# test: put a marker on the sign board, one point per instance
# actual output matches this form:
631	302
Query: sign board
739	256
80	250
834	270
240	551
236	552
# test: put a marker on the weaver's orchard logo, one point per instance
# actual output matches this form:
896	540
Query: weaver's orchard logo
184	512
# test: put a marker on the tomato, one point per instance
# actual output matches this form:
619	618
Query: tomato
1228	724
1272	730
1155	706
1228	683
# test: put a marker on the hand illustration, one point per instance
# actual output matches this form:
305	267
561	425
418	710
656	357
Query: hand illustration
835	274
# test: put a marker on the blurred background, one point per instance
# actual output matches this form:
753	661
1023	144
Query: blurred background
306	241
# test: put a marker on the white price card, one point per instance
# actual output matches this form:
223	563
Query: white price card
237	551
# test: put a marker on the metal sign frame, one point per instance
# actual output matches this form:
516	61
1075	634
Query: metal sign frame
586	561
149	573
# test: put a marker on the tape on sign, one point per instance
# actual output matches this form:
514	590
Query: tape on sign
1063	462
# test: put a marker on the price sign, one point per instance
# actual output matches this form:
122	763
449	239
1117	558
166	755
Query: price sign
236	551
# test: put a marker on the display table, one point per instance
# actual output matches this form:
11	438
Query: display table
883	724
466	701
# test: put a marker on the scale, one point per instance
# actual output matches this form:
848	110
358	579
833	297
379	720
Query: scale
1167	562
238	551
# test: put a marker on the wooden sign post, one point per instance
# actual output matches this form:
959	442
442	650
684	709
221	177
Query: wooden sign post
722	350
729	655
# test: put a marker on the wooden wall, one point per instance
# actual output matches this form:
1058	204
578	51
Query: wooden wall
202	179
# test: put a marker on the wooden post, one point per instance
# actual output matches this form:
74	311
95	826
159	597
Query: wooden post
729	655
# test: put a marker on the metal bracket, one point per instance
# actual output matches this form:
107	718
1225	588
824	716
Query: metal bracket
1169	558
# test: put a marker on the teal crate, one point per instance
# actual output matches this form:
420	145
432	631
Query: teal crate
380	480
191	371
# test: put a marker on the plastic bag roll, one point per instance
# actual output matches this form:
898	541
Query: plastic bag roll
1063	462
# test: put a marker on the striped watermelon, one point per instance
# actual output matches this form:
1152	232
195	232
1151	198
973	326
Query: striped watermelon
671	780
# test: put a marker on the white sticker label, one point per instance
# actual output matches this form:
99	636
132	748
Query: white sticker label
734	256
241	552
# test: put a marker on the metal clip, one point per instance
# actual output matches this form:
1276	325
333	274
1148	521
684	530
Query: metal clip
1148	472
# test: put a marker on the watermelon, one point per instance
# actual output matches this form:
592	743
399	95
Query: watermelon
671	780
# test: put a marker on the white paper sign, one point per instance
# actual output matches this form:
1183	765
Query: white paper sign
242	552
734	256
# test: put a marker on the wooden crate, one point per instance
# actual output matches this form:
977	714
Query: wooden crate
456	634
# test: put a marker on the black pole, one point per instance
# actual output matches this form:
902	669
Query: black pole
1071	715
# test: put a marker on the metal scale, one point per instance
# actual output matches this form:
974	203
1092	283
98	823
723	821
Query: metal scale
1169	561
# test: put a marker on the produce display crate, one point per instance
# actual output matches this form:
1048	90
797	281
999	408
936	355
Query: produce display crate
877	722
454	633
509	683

------------------------------------------------

Reproduce the records above exactly.

◆ Answer to the task:
# test: put a marker on the sign board, one point per instance
# actual output matches this form:
631	302
Query: sign board
739	256
80	250
834	270
240	551
236	552
# test: put a marker on the weaver's orchard logo, one point per instance
# actual output matches this form:
896	540
Query: weaver's orchard logo
184	512
# test: put a marker on the tomato, one point per instance
# actual output matches this form:
619	618
Query: tomato
1228	724
1272	730
1155	706
1228	683
# test: put a marker on the hand illustration, one point per instance
# actual output matches this form:
305	267
561	425
418	710
656	357
Query: hand illustration
835	274
# test: put a marker on the blurred background, one point per instance
# actual output matches this form:
753	661
1023	144
Query: blurred background
306	241
# test: put a marker on the white price card, one point per instance
# actual output matches this form:
223	563
Query: white price card
237	551
# test: put a marker on the metal sign frame, one point per instance
# actual output matches this form:
516	61
1075	634
Query: metal sign frame
586	561
149	573
# test: put a marker on the tape on sign, one point per instance
# actual output matches this form:
514	590
Query: tape on sign
1063	462
# test: put a marker on the price sign, one point per instance
# actual output matches this form:
122	763
449	239
1117	558
166	755
Query: price sign
236	551
# test: put a marker on the display table, one point per instance
# actual output matches this form:
11	438
Query: display table
883	724
466	701
# test: put a marker on the scale, one point per instance
# actual output matches this form:
848	110
358	579
833	297
379	720
Query: scale
1167	562
238	551
# test: put a marker on the wooden sign post, one point per instance
# actual output matches this form:
959	442
442	650
684	709
221	177
Query: wooden sign post
722	350
729	655
# test: put a marker on the wooden wall, one point per instance
# actual output matches this form:
1058	204
578	51
Query: wooden wall
202	179
# test: put a marker on the wooden post, one point per instance
# actual output matches this form:
74	311
95	826
159	597
Query: wooden post
729	655
# test: put a marker on the metal bracket, one point per instance
# actual output matches this form:
107	718
1225	588
824	716
Query: metal bracket
1169	558
# test: put a marker on the teal crate, one point per instance
# actual output matches this form:
420	145
432	631
Query: teal crate
380	480
191	371
# test: put a marker on the plastic bag roll, one point per instance
# actual output matches this form:
898	541
Query: plastic bag roll
1063	462
# test: put a marker on the striped watermelon, one point per instance
# actual output matches this form:
1152	232
195	232
1151	198
973	326
Query: striped watermelon
671	780
# test: put a marker on the white sticker label, one point per instance
# actual output matches this form:
99	636
132	748
Query: white sticker label
734	256
241	552
# test: put a marker on the metal clip, one point per instance
# actual output matches this form:
1276	325
333	274
1148	521
684	530
Query: metal clip
1148	472
# test: put a marker on the watermelon, one point per instance
# actual output matches this form:
592	743
399	95
Query: watermelon
671	780
# test: put a marker on the white paper sign, one point per instance
# actual output matches this form:
1183	765
Query: white paper sign
242	552
734	256
# test: put a marker on the wooden crate, one point per instance
# actual output matches this form:
977	714
Query: wooden crate
456	634
# test: put a marker on the black pole, one point per instance
# actual output matches this form:
902	669
Query: black pole
1071	715
# test: put a marker on the metal scale, one point per instance
# actual output matches this form:
974	203
1092	283
98	823
723	821
Query: metal scale
1169	561
# test: put a marker on the produce display crate, one point per instance
# actual output matches this form:
1048	90
797	281
999	408
936	355
Query: produce display crate
877	722
454	633
509	683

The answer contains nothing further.